DIRECTION: Copy out all of the material below, substituting "Mark" for every occurrence of "Indicate" and leaving everything else as it is.

INPUT MATERIAL:
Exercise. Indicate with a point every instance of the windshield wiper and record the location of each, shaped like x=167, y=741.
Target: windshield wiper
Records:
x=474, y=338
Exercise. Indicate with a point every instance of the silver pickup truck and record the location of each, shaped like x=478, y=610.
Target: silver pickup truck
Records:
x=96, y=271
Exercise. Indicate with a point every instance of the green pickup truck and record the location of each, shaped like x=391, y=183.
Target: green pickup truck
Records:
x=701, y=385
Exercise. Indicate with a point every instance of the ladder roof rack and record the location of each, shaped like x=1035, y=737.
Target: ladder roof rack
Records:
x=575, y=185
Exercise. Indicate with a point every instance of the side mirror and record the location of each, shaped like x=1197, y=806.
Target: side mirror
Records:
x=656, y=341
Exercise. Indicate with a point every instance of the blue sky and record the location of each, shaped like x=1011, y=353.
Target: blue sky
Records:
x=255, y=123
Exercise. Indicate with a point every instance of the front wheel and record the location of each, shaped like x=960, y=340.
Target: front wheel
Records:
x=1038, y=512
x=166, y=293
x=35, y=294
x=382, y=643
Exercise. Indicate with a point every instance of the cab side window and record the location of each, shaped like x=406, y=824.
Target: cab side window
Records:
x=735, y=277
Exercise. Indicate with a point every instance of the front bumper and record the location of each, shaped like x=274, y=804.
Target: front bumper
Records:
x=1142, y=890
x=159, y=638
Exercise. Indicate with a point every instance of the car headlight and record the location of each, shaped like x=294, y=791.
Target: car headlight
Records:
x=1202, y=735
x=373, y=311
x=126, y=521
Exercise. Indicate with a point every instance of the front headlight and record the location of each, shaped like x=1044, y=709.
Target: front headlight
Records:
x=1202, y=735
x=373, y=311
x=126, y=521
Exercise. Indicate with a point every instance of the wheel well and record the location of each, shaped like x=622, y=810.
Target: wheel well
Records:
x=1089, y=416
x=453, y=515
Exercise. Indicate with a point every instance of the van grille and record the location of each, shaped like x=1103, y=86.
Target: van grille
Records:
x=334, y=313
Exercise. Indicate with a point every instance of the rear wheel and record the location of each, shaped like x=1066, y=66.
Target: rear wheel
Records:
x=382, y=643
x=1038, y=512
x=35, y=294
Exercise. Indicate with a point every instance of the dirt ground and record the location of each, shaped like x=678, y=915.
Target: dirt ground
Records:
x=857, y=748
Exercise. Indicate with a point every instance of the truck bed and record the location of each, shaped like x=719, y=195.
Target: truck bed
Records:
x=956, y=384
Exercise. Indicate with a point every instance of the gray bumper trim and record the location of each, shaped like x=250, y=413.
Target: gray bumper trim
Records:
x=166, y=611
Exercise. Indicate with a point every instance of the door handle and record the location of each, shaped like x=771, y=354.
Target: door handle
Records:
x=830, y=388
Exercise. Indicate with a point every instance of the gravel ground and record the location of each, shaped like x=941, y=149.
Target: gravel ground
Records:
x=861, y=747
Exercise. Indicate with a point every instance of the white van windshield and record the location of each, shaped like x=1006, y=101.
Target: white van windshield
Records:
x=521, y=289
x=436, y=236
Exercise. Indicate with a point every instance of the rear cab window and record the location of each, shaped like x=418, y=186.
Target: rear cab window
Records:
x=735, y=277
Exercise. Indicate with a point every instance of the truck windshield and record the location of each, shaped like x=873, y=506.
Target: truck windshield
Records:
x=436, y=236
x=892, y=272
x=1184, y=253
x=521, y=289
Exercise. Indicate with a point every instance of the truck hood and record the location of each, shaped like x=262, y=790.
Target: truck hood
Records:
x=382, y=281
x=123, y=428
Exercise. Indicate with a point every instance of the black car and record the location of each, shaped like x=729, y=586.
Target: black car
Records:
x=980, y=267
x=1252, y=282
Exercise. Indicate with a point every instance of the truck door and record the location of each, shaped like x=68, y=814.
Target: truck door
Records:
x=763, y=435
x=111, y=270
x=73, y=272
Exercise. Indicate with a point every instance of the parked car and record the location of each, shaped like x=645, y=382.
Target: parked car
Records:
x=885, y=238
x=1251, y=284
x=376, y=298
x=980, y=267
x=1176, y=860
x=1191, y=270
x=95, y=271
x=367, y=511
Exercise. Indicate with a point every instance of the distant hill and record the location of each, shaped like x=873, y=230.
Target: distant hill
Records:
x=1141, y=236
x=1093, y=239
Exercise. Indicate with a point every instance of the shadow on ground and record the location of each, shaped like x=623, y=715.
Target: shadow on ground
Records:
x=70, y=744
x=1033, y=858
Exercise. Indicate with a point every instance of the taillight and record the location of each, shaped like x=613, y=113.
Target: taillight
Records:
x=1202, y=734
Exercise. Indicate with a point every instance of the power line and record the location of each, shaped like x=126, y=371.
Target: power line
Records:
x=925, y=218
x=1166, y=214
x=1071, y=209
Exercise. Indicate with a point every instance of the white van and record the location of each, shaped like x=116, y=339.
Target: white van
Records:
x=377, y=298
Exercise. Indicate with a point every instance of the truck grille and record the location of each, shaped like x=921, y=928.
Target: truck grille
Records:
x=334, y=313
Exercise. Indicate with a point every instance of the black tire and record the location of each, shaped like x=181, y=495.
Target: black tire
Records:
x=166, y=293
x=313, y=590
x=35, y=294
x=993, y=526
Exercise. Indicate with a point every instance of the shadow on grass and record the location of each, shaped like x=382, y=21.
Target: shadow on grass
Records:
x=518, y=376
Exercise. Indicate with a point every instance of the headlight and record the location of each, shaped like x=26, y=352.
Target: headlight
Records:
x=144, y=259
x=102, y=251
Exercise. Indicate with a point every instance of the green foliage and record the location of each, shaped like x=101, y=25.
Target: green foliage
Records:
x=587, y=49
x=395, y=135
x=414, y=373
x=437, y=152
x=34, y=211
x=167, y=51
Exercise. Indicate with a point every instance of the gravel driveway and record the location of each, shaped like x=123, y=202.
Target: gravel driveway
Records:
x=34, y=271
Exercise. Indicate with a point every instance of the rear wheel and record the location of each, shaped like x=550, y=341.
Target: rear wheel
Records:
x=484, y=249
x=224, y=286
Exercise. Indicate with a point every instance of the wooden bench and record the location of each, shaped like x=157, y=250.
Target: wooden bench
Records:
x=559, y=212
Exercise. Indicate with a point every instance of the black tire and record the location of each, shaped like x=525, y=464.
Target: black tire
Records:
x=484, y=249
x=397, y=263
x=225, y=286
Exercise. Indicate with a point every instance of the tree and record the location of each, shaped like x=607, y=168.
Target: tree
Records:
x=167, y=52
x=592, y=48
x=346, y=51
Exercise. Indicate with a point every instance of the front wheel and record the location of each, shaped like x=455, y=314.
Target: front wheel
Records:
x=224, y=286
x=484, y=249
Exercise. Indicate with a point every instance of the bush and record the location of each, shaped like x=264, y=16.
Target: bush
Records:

TASK RESPONSE:
Exercise. Mark with a point every instance of the windshield wiper and record the location of each, shaped like x=167, y=741.
Target: windshield wiper
Records:
x=474, y=338
Exercise. Mark with a point every instance of the silver pickup truck and record the location of each, shaped like x=478, y=610.
Target: silver pickup truck
Records:
x=96, y=271
Exercise. Mark with a point every instance of the green pickup truck and record the location of each, shaped like x=391, y=183.
Target: green pickup truck
Records:
x=701, y=385
Exercise. Mark with a point every instance of the ladder roof rack and record the location of each, shaped like x=1035, y=737.
Target: ladder roof rack
Records:
x=575, y=185
Exercise. Mark with a point every instance of the side mirror and record the location of each, shaped like x=1197, y=806.
Target: side mirror
Records:
x=656, y=341
Exercise. Mark with a point every instance of the blue sky and record the location of each, shaped like x=1011, y=353.
Target: blue sky
Records:
x=255, y=123
Exercise. Mark with a point every instance of the front wheel and record the location of each, shaped like x=960, y=340.
Target: front wheel
Records:
x=1038, y=512
x=166, y=293
x=35, y=294
x=382, y=643
Exercise. Mark with a point every instance of the cab side window and record the location of each, shaped like x=406, y=824.
Target: cab side window
Records:
x=735, y=277
Exercise. Mark with a point every instance of the front bumper and record the location of each, shaped like x=274, y=804.
Target: front bumper
Records:
x=1142, y=890
x=159, y=638
Exercise. Mark with a point every instance of the car headlight and record the location of each, shaped like x=294, y=791.
Target: car headlight
Records:
x=1202, y=735
x=373, y=311
x=126, y=521
Exercise. Mark with a point every instance of the front headlight and record the location of each, shaped like x=1044, y=709.
Target: front headlight
Records:
x=1202, y=735
x=373, y=311
x=126, y=521
Exercise. Mark with a point every instance of the wheel well and record the location of each, shaped like x=622, y=810.
Target: wheel well
Records:
x=1089, y=416
x=453, y=515
Exercise. Mark with a point every instance of the van grille and record the location of each, shaped like x=1103, y=86.
Target: van grille
Records:
x=334, y=313
Exercise. Mark with a point every instance of the rear wheel and record the location of each, shaped like x=1066, y=66.
Target: rear wheel
Records:
x=382, y=643
x=1038, y=512
x=35, y=294
Exercise. Mark with a point every instance of the dirt ground and record the location of each, shaped like x=678, y=915.
Target: dirt ground
Records:
x=857, y=748
Exercise. Mark with a point every instance of the truck bed and record the location of each, shaped like x=719, y=195.
Target: truck bed
Records:
x=956, y=384
Exercise. Mark with a point every instance of the gray bumper trim and record the location of each, shaped like x=250, y=413.
Target: gray bumper trim
Records:
x=166, y=611
Exercise. Mark with a point every instance of the door handle and record the location of each, shaped like x=771, y=354.
Target: door handle
Records:
x=830, y=388
Exercise. Mark with a point every instance of the gravel ground and record the location of each, shaped like x=941, y=149.
Target: gravel ground
Records:
x=861, y=747
Exercise. Mark with a point every instance of the white van windshield and record the location of each, shaped like x=1006, y=101.
Target: white van windshield
Records:
x=521, y=289
x=436, y=236
Exercise. Mark with a point every instance of the rear cab window and record the location of each, shaped like x=418, y=186.
Target: rear cab window
Records:
x=735, y=277
Exercise. Mark with a point every instance of the truck windshield and record the location of each, shaped like x=873, y=506.
Target: truck windshield
Records:
x=436, y=236
x=892, y=272
x=1184, y=253
x=521, y=289
Exercise. Mark with a point every instance of the truck hood and record the location of each, shaped like x=262, y=790.
Target: truck hood
Records:
x=382, y=281
x=123, y=428
Exercise. Mark with a point every instance of the black car and record the location of each, shaped like x=729, y=586.
Target: black car
Records:
x=980, y=267
x=1252, y=282
Exercise. Mark with a point every instance of the truck door and record the location of each, shaped like x=68, y=814.
Target: truck door
Records:
x=763, y=435
x=111, y=270
x=73, y=272
Exercise. Mark with a point every instance of the parked car and record the location of each, shaped like x=645, y=382.
Target: parked car
Records:
x=885, y=238
x=1251, y=284
x=376, y=298
x=980, y=267
x=1176, y=860
x=1191, y=270
x=95, y=271
x=367, y=511
Exercise. Mark with a point every instance of the distant hill and record the location of each, shaped like x=873, y=230.
Target: distant hill
Records:
x=1141, y=236
x=1093, y=239
Exercise. Mark with a point every instance of the shadow on ground and record the location of each, shaped like x=623, y=715.
Target: shadow on ground
Records:
x=70, y=744
x=1033, y=858
Exercise. Mark with a point every instance of the taillight and record the location of each, shaped like x=613, y=113.
Target: taillight
Records:
x=1202, y=734
Exercise. Mark with a point every instance of the power line and record the location of each, shaped like x=126, y=371.
Target: power line
Records:
x=925, y=218
x=1166, y=214
x=1071, y=209
Exercise. Mark with a point every instance of the white van and record the location of each, shaped like x=116, y=339.
Target: white van
Records:
x=377, y=298
Exercise. Mark with a point every instance of the truck grille and record the location of each, shaped like x=921, y=928.
Target: truck grille
Records:
x=334, y=313
Exercise. Mark with a point every instance of the black tire and record the location of each, shaped like x=181, y=495.
Target: black tire
Records:
x=166, y=293
x=313, y=590
x=35, y=294
x=993, y=526
Exercise. Mark with a point every instance of the shadow on grass and record the location of each, shaped like x=382, y=21.
Target: shadow on grass
Records:
x=518, y=376
Exercise. Mark with a point every instance of the headlight and record the location of each, shaped like x=26, y=352.
Target: headlight
Records:
x=144, y=259
x=102, y=251
Exercise. Mark with a point every instance of the green foliage and record the location of each, shaped like x=101, y=25.
Target: green foliage
Records:
x=587, y=49
x=395, y=135
x=414, y=373
x=437, y=152
x=34, y=211
x=167, y=51
Exercise. Mark with a point every instance of the gravel driveway and record the location of each, shaped like x=123, y=202.
Target: gravel driveway
Records:
x=34, y=271
Exercise. Mark with a point every instance of the rear wheel and record the location of each, shaped like x=550, y=341.
Target: rear wheel
Records:
x=484, y=249
x=224, y=286
Exercise. Mark with a point every instance of the wooden bench and record the location of each, shaped like x=157, y=250.
Target: wooden bench
Records:
x=559, y=212
Exercise. Mark with a point every instance of the black tire and record the location of each, shaped like x=525, y=464.
Target: black tire
Records:
x=484, y=249
x=397, y=263
x=225, y=286
Exercise. Mark with a point every instance of the tree and record the location of each, shaped like x=607, y=168.
Target: tree
Records:
x=167, y=52
x=592, y=48
x=346, y=51
Exercise. Mark with a point every instance of the front wheel and record the location of each, shaped like x=455, y=314.
Target: front wheel
Records:
x=224, y=286
x=484, y=249
Exercise. Mark with a point every instance of the bush and record the location of each, shaped like x=264, y=16.
Target: bush
Records:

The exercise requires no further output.